▸ **Exercise aim**:
In the records below, which lines include "inside"? Copy them.
※
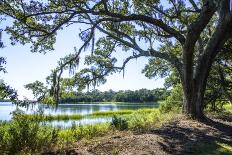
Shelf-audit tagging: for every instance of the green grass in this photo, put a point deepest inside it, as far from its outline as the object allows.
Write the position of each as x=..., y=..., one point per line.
x=93, y=115
x=53, y=117
x=111, y=102
x=211, y=148
x=228, y=108
x=119, y=112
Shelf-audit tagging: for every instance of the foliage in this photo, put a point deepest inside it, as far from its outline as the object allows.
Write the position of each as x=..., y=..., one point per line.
x=142, y=95
x=7, y=92
x=141, y=120
x=216, y=148
x=23, y=135
x=174, y=101
x=78, y=132
x=119, y=123
x=38, y=89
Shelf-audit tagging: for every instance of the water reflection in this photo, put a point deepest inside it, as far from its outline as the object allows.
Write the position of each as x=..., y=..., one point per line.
x=6, y=108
※
▸ **Result**:
Shelf-audit tagging: for every instance of the green grass in this photo, put a point deepest inside it, as far from its outline as the object allows.
Shelf-audit tagging: for every instance of the foliage in this photo, put a point deepest inside it, as far from its outline as the object allows.
Shelf-audit tagging: for every instance of the water reflection in this photo, put a point deepest inside it, as far from its outline as the object allows.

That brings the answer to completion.